## [Collected data entries]

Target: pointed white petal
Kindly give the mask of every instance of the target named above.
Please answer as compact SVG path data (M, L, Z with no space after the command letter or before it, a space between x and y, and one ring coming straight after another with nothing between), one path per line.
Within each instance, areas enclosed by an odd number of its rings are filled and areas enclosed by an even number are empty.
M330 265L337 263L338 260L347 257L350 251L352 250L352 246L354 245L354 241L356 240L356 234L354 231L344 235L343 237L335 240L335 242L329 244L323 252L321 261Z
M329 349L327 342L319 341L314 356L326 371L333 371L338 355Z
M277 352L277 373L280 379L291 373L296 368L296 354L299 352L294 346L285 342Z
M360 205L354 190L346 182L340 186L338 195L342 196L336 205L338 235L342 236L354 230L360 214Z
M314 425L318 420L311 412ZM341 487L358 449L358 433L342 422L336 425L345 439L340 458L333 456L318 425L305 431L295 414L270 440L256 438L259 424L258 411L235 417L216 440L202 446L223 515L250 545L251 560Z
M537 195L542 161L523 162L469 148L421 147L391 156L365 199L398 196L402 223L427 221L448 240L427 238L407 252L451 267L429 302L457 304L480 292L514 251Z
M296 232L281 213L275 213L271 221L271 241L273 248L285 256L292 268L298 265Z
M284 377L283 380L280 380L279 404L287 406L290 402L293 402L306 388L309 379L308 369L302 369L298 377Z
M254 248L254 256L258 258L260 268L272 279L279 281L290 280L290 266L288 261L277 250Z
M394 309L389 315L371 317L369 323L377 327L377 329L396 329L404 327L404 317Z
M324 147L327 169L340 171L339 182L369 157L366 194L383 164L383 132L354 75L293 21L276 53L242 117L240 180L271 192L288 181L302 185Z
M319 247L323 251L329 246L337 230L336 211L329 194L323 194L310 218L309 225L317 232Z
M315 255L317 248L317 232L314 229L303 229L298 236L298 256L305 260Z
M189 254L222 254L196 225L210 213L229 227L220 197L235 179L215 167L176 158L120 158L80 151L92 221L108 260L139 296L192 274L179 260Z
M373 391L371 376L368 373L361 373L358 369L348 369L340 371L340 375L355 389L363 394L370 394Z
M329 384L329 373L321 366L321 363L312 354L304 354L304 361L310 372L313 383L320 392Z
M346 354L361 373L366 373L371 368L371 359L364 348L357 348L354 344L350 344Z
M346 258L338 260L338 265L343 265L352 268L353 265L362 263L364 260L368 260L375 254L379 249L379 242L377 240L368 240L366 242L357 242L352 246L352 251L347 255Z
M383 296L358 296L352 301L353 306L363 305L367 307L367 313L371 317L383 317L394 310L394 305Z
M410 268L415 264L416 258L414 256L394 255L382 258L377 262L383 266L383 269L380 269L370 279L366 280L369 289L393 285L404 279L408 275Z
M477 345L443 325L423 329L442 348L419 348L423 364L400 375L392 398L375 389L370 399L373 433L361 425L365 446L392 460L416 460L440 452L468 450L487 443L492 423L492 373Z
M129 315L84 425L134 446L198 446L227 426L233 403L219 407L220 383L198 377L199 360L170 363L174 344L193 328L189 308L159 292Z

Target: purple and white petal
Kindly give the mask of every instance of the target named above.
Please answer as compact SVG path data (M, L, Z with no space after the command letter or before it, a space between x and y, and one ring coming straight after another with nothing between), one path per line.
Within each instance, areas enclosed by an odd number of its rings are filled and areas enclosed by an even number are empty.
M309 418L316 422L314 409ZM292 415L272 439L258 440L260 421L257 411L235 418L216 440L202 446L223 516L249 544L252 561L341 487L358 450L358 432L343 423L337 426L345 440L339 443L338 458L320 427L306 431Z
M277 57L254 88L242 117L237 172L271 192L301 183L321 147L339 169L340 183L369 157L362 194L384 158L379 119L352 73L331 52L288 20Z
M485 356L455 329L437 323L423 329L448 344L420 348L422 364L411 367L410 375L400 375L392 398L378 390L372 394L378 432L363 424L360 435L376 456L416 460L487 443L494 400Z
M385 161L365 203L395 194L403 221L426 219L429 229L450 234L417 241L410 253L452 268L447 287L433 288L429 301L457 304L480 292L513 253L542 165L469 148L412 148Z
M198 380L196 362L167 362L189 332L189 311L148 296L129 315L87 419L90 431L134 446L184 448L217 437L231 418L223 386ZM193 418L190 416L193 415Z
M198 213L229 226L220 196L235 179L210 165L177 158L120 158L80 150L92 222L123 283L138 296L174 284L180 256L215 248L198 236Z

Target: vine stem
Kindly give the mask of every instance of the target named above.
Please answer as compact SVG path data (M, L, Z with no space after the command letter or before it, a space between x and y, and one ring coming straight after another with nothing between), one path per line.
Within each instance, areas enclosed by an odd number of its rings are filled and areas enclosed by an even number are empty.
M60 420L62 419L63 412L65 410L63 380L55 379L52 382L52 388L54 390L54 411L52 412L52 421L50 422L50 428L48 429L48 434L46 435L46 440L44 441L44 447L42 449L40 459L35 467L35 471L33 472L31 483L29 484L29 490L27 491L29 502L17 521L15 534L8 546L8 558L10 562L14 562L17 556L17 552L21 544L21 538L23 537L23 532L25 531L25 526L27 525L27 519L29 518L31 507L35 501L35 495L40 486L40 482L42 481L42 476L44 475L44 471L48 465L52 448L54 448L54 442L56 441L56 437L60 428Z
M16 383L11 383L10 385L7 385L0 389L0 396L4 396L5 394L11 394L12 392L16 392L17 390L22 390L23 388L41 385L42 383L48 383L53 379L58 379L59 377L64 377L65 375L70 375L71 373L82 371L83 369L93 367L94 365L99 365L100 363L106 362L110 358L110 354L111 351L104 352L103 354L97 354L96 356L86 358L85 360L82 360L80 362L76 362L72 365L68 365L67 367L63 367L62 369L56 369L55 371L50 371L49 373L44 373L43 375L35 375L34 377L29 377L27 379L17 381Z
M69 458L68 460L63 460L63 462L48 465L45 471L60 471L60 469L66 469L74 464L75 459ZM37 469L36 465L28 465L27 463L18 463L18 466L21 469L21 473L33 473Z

## [DIRECTIONS FOR THIS TASK]
Read through the lines above and collect those that contain the string "petal".

## [EXERCISE ANSWER]
Target: pointed white petal
Target: purple and white petal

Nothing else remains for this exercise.